THE TASK: Retype exactly the lines from the line with "Each instance of the yellow van" to the end of the data, keeping both boundary lines.

RECORDS FOR PROCESSING:
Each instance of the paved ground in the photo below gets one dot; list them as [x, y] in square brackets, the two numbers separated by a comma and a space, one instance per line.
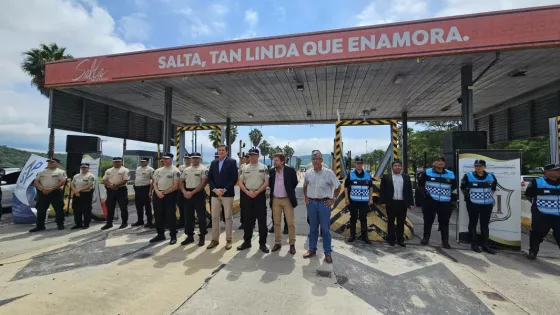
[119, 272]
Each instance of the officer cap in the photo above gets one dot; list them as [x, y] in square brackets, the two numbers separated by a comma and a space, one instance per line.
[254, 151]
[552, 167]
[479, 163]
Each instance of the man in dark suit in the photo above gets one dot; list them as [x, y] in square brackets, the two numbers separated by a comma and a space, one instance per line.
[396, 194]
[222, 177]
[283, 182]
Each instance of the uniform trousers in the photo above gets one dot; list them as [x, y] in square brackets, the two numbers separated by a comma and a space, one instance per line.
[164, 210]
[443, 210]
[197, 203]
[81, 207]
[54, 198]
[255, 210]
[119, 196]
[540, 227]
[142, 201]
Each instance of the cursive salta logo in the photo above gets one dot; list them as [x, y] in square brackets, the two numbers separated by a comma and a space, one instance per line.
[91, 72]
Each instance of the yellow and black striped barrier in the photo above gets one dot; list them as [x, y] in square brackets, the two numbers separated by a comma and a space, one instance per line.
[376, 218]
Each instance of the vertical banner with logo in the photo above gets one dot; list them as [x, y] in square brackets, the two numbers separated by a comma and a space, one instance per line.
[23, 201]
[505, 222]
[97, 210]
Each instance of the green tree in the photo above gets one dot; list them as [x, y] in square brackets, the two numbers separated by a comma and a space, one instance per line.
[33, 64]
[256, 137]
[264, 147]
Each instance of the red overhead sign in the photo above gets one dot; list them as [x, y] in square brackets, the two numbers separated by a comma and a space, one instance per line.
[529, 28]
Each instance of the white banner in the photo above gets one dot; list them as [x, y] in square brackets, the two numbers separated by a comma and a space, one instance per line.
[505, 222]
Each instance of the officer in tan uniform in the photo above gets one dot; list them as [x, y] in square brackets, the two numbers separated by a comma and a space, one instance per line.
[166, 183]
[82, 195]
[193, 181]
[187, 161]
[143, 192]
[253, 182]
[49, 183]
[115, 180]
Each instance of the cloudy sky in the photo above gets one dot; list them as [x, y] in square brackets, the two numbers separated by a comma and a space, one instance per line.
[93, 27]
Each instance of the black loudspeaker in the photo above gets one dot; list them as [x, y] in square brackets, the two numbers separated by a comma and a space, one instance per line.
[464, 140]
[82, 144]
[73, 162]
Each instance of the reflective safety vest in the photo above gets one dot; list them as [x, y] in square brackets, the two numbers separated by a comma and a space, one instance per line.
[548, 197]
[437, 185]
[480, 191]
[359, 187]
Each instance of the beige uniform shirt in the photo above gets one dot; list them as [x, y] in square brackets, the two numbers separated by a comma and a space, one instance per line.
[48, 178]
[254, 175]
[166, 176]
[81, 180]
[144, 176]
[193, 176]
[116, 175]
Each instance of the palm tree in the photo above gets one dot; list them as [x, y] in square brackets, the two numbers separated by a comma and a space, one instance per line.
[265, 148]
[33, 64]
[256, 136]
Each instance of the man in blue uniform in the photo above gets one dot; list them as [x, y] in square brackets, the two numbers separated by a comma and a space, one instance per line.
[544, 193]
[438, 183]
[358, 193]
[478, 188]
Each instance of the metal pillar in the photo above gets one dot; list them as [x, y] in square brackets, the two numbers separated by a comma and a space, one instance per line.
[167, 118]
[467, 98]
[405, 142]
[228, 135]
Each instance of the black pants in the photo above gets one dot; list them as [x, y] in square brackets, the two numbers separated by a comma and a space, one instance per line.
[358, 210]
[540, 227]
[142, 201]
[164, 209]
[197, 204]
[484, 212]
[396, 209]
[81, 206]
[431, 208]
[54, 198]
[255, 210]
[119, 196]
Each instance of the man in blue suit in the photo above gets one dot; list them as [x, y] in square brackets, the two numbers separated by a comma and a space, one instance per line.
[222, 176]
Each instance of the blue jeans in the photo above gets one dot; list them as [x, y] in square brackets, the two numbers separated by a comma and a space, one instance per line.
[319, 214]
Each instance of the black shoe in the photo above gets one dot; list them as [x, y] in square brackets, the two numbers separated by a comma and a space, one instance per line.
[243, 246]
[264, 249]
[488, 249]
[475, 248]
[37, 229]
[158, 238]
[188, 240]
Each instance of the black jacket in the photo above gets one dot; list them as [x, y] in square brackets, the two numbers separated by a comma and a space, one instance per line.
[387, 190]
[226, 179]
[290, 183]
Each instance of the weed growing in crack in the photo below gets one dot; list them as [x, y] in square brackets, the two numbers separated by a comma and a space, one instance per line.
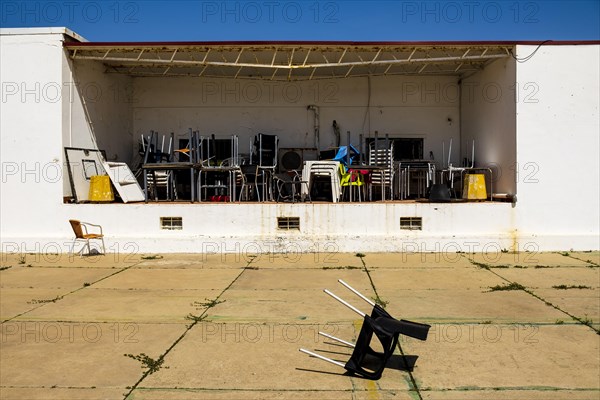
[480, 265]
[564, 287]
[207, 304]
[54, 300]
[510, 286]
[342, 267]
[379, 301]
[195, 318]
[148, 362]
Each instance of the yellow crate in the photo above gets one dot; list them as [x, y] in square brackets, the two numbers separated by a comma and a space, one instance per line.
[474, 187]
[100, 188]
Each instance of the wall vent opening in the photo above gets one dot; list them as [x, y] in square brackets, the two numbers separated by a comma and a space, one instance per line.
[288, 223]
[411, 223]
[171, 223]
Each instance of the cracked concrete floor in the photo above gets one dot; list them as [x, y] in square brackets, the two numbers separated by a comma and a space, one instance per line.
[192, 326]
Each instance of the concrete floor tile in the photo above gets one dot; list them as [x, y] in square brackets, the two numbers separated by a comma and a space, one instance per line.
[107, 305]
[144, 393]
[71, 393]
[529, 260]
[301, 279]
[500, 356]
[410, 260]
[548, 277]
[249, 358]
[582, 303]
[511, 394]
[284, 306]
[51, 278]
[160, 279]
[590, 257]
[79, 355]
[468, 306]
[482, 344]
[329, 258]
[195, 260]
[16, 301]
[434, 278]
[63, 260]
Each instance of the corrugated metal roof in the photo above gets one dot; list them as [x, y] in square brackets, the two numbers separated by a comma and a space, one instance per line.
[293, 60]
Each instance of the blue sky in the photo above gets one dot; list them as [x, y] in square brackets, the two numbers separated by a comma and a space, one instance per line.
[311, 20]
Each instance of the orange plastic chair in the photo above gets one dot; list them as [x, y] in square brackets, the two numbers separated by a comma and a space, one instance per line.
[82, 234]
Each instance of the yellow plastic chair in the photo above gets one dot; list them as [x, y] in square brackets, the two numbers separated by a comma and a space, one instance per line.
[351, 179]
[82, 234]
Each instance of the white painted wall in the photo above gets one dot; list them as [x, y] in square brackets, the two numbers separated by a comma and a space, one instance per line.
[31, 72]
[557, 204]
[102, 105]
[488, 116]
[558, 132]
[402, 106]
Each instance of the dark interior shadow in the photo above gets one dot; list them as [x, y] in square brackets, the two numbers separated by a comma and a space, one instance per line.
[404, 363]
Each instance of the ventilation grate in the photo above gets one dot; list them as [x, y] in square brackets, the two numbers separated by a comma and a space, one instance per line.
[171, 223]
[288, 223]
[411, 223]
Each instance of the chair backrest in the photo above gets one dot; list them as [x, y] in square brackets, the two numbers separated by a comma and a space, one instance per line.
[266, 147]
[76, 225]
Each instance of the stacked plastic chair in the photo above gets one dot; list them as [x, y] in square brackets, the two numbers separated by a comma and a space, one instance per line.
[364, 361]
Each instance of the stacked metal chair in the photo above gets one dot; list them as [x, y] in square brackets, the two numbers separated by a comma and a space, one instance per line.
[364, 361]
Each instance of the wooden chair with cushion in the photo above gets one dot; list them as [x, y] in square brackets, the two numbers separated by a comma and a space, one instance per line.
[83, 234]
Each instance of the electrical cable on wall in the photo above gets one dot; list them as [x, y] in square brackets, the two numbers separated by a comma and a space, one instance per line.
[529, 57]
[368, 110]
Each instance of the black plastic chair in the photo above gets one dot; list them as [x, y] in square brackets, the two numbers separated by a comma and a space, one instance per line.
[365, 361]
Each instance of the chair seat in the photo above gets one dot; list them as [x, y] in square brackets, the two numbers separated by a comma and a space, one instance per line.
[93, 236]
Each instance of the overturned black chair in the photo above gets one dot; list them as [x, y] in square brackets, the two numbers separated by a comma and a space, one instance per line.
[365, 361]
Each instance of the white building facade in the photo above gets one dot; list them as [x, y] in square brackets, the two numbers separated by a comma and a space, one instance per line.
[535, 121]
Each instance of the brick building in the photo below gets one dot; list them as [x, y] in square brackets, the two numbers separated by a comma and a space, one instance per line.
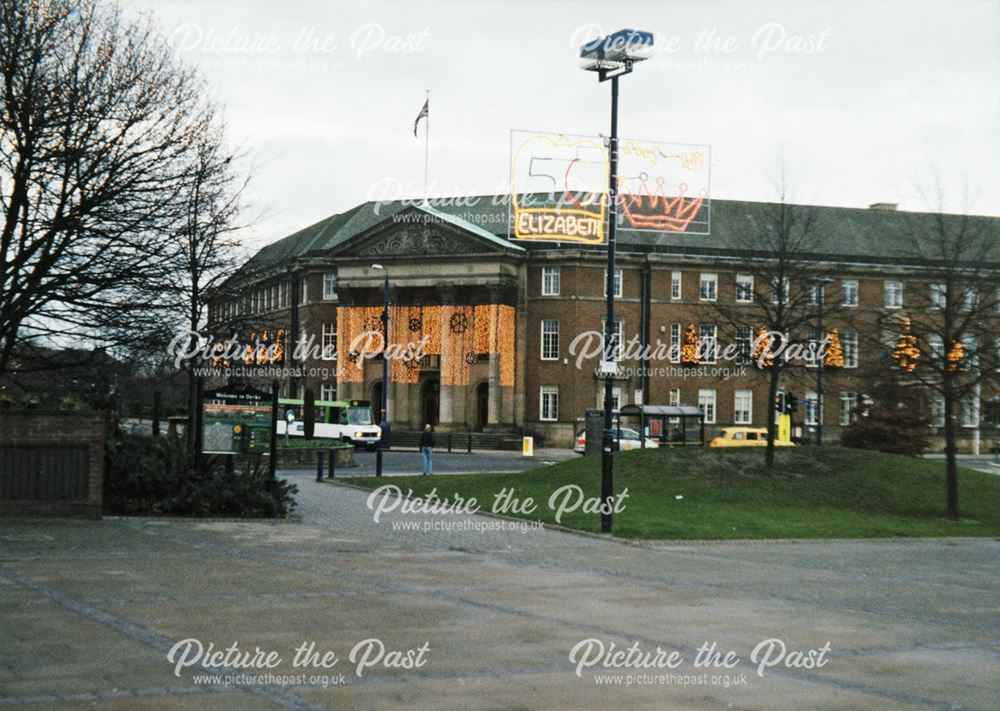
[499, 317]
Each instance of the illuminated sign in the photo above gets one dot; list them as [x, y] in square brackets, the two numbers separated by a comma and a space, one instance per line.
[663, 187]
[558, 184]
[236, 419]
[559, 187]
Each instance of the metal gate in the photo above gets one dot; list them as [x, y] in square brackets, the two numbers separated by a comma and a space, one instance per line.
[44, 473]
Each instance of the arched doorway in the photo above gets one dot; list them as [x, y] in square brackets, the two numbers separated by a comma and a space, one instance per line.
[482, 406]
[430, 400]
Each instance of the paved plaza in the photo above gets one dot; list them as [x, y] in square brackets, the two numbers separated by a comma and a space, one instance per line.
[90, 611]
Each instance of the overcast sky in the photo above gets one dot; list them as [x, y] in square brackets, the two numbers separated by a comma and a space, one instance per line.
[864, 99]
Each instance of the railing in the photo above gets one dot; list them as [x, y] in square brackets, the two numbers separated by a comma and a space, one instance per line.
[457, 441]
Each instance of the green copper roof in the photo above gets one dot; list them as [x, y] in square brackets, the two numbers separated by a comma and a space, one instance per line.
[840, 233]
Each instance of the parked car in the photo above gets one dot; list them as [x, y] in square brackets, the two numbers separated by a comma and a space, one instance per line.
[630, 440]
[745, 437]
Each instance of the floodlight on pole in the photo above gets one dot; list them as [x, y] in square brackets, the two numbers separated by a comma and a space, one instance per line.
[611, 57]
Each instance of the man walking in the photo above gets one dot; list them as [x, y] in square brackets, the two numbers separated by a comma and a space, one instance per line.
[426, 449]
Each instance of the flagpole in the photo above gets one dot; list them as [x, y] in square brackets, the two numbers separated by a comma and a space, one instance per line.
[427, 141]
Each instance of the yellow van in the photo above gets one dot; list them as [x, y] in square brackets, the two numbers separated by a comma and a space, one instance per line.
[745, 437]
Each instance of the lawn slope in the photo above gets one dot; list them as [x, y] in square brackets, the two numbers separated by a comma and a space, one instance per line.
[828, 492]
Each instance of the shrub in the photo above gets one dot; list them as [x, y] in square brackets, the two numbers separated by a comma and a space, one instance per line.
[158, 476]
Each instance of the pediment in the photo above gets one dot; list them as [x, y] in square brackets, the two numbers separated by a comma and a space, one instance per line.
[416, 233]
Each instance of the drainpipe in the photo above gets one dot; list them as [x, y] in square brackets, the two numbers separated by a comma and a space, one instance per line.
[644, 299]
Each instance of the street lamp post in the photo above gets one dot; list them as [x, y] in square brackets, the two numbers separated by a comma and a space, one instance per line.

TASK RESPONSE:
Each instance of the yellow van in the photo above gets one dot; list them as [x, y] in square brackets, the two numbers separated by a comma and a space, one instance per line.
[745, 437]
Each instance of the lawn slope in the photo above gets one dot; list them as [x, y] in square brackets, the two numbers separated by a comma and a space, one instance per line.
[828, 492]
Each instance of the shrub in the photo above gets one dot; list them as [x, y] in square brackets, the two numbers separated by a comma and a space, one instance per line.
[158, 476]
Each instance of the pediment in the photo above gets one dot; list them as [x, y] in square brackets, the two numbers separated by a comma and a space, one instance per line.
[416, 233]
Each instance of the drainpipe in the photo above gets one dot; list them as [x, y] in square brackets, the two numbers separated by a comma and a space, one instance per line.
[644, 299]
Each instance of the street lamp post in the photo above gets one dot; list them as [x, y] in square brackets, the two numbers separated by a comma and a space, one instance per line.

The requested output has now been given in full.